*** RECORDS PROVIDED ***
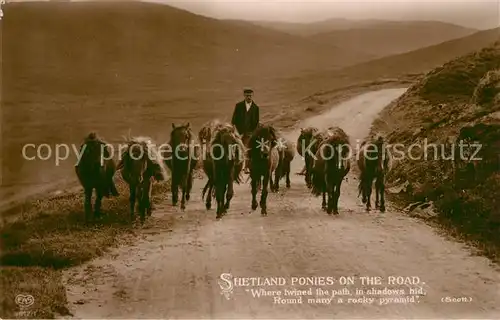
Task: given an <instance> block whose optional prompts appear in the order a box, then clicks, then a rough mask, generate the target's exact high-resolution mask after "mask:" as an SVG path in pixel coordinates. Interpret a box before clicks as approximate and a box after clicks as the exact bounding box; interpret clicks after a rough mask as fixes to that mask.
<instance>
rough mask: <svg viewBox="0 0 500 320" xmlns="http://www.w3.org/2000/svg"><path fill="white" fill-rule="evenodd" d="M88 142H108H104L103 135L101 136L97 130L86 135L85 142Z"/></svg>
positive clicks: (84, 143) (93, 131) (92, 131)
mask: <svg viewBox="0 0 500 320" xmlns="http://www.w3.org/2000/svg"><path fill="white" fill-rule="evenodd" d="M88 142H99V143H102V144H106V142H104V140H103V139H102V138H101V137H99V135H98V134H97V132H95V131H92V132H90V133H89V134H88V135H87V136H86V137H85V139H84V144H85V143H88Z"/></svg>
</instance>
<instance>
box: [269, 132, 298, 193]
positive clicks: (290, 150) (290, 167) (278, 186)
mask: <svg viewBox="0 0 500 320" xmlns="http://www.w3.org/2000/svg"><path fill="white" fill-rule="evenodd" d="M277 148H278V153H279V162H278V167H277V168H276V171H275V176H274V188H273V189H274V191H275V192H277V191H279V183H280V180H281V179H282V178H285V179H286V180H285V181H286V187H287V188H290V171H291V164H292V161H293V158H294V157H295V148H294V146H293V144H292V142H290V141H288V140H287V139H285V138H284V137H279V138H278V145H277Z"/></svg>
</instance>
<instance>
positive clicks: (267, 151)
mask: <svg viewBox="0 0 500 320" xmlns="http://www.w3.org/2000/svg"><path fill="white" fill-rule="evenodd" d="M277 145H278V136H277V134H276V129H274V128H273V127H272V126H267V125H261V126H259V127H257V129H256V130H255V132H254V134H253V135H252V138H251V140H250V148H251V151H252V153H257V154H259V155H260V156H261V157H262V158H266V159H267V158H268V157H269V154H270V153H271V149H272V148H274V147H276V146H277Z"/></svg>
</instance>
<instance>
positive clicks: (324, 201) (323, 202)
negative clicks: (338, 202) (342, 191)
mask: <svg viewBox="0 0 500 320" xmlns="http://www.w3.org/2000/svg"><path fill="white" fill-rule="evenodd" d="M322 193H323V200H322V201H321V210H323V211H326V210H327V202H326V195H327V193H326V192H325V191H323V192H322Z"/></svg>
*** End of RECORDS PROVIDED ***
*** RECORDS PROVIDED ***
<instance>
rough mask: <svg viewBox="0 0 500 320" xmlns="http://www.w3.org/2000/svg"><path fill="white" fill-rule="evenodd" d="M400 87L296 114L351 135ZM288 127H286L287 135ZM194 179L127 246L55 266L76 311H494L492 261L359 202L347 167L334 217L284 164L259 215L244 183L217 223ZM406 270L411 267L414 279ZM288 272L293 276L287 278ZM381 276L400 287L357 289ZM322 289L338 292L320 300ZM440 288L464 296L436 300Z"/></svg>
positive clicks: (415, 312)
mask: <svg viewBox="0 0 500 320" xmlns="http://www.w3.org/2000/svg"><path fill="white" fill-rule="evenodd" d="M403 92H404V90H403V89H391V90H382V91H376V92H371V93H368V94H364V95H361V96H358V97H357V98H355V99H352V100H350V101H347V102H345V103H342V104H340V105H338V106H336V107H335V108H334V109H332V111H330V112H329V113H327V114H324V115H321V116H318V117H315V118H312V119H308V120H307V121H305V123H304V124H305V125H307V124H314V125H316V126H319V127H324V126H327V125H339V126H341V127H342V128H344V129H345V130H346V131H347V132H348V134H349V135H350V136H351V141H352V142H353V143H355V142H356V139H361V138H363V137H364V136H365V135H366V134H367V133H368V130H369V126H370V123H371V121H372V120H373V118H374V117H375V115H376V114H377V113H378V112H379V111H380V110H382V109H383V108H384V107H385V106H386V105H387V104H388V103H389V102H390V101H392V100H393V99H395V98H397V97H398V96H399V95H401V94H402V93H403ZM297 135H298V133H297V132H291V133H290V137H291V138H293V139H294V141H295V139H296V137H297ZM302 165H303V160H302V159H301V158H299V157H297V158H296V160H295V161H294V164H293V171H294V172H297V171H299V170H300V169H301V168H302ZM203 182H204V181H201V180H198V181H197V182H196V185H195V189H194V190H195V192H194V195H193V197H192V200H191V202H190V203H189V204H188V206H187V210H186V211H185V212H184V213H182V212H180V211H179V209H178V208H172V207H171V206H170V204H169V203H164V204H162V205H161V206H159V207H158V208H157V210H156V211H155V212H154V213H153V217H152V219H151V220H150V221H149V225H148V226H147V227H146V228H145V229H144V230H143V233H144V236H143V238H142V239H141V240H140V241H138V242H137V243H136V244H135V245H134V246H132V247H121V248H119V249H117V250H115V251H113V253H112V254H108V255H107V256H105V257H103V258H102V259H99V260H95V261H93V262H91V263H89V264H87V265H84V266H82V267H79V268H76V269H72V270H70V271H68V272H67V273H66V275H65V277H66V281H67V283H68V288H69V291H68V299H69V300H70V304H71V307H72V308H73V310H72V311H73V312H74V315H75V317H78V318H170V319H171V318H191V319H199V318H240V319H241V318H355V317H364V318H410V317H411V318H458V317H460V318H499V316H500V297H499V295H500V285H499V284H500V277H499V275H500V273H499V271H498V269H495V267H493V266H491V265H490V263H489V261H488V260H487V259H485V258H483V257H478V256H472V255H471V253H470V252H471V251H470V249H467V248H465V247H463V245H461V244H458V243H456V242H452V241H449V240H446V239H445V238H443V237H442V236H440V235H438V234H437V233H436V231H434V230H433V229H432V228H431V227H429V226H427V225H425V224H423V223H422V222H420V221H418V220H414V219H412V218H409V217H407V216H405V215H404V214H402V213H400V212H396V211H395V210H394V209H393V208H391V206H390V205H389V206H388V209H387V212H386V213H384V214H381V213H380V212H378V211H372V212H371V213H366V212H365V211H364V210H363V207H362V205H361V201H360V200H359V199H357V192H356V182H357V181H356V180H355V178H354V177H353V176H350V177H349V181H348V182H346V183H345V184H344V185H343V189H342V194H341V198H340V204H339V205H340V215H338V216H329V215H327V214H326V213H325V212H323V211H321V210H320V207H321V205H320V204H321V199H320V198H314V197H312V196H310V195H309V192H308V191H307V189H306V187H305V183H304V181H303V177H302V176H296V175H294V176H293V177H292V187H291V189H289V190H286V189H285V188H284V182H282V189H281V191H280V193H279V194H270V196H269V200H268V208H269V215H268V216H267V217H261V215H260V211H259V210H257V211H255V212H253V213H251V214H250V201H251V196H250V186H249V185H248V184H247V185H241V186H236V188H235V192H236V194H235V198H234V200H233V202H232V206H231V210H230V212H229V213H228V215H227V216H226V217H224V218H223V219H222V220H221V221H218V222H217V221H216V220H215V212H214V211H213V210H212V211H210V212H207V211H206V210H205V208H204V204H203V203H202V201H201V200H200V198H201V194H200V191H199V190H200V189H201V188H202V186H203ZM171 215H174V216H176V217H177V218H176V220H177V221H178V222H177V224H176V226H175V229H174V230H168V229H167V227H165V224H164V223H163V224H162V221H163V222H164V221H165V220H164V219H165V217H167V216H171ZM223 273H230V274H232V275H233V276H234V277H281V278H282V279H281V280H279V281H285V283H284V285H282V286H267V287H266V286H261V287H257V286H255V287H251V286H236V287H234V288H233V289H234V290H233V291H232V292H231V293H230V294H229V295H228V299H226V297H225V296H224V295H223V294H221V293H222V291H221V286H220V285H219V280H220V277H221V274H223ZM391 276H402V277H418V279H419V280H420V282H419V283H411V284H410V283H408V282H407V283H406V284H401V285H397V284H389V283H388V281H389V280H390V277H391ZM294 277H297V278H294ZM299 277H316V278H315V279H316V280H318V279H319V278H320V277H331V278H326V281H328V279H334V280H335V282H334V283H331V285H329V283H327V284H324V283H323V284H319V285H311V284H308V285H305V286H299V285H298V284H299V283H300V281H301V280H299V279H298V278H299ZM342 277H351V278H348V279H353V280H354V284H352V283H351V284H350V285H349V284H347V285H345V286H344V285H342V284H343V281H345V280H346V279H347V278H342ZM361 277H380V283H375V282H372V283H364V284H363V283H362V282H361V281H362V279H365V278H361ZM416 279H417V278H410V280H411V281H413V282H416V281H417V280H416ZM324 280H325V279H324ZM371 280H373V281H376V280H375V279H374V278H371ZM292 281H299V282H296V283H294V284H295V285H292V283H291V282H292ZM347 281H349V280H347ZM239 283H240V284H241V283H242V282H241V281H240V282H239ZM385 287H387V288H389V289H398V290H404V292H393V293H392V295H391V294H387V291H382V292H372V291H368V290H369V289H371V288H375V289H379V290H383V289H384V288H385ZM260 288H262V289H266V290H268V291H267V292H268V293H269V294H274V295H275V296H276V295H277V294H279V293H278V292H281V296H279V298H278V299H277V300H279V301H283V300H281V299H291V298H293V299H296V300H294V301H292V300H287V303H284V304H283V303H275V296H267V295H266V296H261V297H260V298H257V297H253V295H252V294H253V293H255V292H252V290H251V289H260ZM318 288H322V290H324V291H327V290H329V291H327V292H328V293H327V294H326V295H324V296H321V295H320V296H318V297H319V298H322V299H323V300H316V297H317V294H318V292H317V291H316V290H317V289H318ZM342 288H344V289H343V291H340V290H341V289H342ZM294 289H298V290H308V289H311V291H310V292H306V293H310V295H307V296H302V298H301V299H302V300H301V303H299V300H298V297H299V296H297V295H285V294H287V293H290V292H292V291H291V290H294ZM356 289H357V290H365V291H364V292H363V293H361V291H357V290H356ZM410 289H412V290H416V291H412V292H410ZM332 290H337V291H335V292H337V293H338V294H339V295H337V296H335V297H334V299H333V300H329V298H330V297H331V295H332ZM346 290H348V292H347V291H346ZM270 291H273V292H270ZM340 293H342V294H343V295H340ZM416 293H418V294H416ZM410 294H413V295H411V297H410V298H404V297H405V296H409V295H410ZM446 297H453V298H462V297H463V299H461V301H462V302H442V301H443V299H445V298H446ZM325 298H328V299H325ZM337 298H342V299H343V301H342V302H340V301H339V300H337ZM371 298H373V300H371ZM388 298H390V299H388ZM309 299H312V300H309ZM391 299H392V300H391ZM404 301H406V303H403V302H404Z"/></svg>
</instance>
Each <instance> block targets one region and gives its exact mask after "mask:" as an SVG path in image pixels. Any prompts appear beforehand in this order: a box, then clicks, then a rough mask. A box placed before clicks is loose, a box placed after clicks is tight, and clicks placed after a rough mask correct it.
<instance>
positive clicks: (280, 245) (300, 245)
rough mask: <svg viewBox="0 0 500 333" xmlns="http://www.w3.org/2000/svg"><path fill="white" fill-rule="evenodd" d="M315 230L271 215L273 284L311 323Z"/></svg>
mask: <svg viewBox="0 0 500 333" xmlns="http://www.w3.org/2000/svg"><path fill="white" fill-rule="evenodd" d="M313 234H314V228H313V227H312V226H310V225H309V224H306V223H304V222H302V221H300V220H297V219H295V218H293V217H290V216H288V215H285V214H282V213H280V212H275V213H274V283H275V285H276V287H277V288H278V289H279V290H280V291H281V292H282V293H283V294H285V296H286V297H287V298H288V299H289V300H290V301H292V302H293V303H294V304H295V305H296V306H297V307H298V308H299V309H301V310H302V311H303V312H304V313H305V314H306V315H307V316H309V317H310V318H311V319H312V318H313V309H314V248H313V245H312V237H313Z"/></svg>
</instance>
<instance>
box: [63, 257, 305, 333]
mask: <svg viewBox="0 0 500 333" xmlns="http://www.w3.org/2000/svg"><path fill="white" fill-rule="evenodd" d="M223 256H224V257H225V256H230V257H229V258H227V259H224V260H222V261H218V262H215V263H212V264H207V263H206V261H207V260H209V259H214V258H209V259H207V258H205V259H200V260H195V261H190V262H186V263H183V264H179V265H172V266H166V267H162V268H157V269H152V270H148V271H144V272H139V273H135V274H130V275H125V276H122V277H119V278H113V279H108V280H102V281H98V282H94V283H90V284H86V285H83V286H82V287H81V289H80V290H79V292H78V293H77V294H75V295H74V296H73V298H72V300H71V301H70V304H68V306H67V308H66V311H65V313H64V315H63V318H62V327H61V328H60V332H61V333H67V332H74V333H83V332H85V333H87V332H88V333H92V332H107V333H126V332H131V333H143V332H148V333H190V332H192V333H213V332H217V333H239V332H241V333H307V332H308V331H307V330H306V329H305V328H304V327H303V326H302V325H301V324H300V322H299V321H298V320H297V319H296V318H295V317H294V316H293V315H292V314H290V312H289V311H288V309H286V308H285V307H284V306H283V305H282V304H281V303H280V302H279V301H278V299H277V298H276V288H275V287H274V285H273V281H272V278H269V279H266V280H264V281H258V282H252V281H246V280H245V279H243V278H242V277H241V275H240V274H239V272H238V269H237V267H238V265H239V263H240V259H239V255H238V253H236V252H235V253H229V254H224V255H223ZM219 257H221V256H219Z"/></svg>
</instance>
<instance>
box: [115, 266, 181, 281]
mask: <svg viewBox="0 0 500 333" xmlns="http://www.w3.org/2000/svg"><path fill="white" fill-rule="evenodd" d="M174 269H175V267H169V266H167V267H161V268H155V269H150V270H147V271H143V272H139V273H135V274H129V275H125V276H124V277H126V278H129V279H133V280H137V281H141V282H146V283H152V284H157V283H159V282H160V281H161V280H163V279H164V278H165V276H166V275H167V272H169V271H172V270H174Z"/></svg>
*** End of RECORDS PROVIDED ***
TASK ITEM
Reproduce without change the lines of the material from the line containing "Task: given an" through the line containing "142H108H104L103 135L101 136L97", inclusive.

EXERCISE ANSWER
Task: given an <instance> block whose optional prompts appear in the order a box, then clicks, then a rough mask, generate the target's exact high-resolution mask after "mask:" as an SVG path in pixel coordinates. Interpret a box before clicks as approximate and a box after clicks as the exact bounding box; interpret clicks after a rough mask as fixes to that mask.
<instance>
rough mask: <svg viewBox="0 0 500 320" xmlns="http://www.w3.org/2000/svg"><path fill="white" fill-rule="evenodd" d="M88 142H108H104L103 135L101 136L97 130L86 135L85 142Z"/></svg>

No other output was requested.